Rabia. Es la forma más adecuada de definir el clima político y social que se percibe en Madrid en los últimos tiempos. Podría que deciros que desde mediados de 2012. Quizá provocado por la mayoría absoluta del PP y los escándalos de corrupción de PP y PSOE. Quizá conjuntamente, o como causa o consecuencia, del nacimiento de Podemos. No sé cuál fue el primer día de la ira.
Hiperactividad, ansiedad, depresión, delirio, sentimientos de violencia y voluntad de atacar, acompañados de parálisis. Ésa es la sintomatología del virus de la rabia y, sinceramente, mi percepción sobre la conducta social, pública y privada, en lo político, en nuestro país.
Todo acontecimiento público, toda noticia, declaración o tuit provocado por la clase política genera, automáticamente, una reacción inmediata de ansiedad y depresión. Una dialéctica de violencia en lo social y de parálisis en el individuo. Rabia perfectamente justificada, pero rabia en todo caso. En este estado extenuante de hiperactividad, entendemos justificado reaccionar con inmediato radicalismo ante lo que percibimos como agresión a nuestra dignidad. Cada decisión judicial de la juez Alaya del PSOE, cada nuevo euro de dinero negro del PP, provoca nuestra reacción en ejercicio de la libertad que nos habían robado los corruptos y aprovechados. Pero igual, hemos llegado a responder con idéntica violencia ante los desmanes de los políticos de Podemos y sus declaraciones antisemitas, bolivarianas o antisistema vertidas en las redes sociales. Y lo mismo con Ciudadanos, arrimados que facilitan la perpetuación de gobiernos socialistas o populares y pactan con ellos traicionando la confianza de quienes les prestaron sus votos.

Tareas:
A. Responde con datos del texto sobre la rabia:
(i) ¿Con qué palabra define el texto el clima político y social de Madrid?
(ii) ¿Qué síntomas del virus de la rabia enumera?
(iii) ¿Qué reacción inmediata genera todo acontecimiento público provocado por la clase política?
B. Reproduce sin cambios el pasaje del texto sobre la rabia que va desde "Rabia. Es la" hasta "en nuestro país.".
C. Enumera todos los partidos políticos que se nombran en el texto sobre la rabia.

Material de origen:

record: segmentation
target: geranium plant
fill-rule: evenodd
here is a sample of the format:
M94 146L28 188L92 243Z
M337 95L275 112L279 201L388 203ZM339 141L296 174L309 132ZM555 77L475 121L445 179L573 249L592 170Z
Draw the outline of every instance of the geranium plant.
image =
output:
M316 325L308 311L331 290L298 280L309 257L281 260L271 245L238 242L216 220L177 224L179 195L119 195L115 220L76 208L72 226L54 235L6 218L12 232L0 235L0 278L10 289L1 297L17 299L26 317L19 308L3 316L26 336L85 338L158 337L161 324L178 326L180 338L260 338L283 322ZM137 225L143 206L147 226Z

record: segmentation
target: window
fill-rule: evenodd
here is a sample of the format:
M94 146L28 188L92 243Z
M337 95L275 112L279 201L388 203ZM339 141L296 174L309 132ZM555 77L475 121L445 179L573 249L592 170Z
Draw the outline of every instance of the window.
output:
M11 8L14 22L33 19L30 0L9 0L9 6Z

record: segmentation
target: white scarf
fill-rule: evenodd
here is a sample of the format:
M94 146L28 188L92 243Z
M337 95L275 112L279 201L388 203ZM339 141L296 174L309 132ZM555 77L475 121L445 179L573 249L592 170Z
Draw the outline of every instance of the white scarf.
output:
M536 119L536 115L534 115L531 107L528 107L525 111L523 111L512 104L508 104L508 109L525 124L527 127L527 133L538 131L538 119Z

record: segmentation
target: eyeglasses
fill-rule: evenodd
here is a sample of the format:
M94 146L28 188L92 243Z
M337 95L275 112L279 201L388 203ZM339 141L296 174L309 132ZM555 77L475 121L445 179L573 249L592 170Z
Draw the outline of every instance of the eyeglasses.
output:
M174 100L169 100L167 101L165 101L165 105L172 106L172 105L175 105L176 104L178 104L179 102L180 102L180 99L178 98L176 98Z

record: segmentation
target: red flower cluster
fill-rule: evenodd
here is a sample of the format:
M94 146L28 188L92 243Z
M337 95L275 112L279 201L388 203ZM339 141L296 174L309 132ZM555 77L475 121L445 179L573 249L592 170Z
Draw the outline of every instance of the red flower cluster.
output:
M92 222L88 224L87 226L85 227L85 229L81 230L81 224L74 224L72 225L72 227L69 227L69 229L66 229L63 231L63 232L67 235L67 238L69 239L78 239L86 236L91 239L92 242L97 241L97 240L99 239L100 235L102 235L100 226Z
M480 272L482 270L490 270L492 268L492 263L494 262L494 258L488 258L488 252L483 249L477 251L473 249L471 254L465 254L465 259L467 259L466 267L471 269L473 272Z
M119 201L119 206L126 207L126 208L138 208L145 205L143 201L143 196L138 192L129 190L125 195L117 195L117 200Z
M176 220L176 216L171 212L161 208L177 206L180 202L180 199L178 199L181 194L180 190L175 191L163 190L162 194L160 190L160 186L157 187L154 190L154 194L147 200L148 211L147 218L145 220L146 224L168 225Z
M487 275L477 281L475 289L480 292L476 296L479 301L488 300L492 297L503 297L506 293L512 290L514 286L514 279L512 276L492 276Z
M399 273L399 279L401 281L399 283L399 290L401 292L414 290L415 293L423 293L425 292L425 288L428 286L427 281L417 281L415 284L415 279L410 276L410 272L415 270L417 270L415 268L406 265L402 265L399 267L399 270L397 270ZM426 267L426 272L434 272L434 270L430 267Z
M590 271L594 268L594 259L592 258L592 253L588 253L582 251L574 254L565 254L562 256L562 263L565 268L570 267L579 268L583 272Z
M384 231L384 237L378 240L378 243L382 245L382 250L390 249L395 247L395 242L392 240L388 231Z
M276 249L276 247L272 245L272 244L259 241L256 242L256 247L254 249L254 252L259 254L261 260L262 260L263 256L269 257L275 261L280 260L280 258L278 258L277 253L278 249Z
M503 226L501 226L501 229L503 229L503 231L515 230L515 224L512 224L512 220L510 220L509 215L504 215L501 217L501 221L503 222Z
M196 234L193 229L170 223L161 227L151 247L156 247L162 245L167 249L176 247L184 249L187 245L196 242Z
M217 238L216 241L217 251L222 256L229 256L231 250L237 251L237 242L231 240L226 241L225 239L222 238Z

Respuestas por tarea:
A.
(i) Rabia.
(ii) Hiperactividad, ansiedad, depresión, delirio, sentimientos de violencia y voluntad de atacar, acompañados de parálisis.
(iii) Una reacción inmediata de ansiedad y depresión.

B.
Rabia. Es la forma más adecuada de definir el clima político y social que se percibe en Madrid en los últimos tiempos. Podría que deciros que desde mediados de 2012. Quizá provocado por la mayoría absoluta del PP y los escándalos de corrupción de PP y PSOE. Quizá conjuntamente, o como causa o consecuencia, del nacimiento de Podemos. No sé cuál fue el primer día de la ira.
Hiperactividad, ansiedad, depresión, delirio, sentimientos de violencia y voluntad de atacar, acompañados de parálisis. Ésa es la sintomatología del virus de la rabia y, sinceramente, mi percepción sobre la conducta social, pública y privada, en lo político, en nuestro país.

C. PP, PSOE, Podemos, Ciudadanos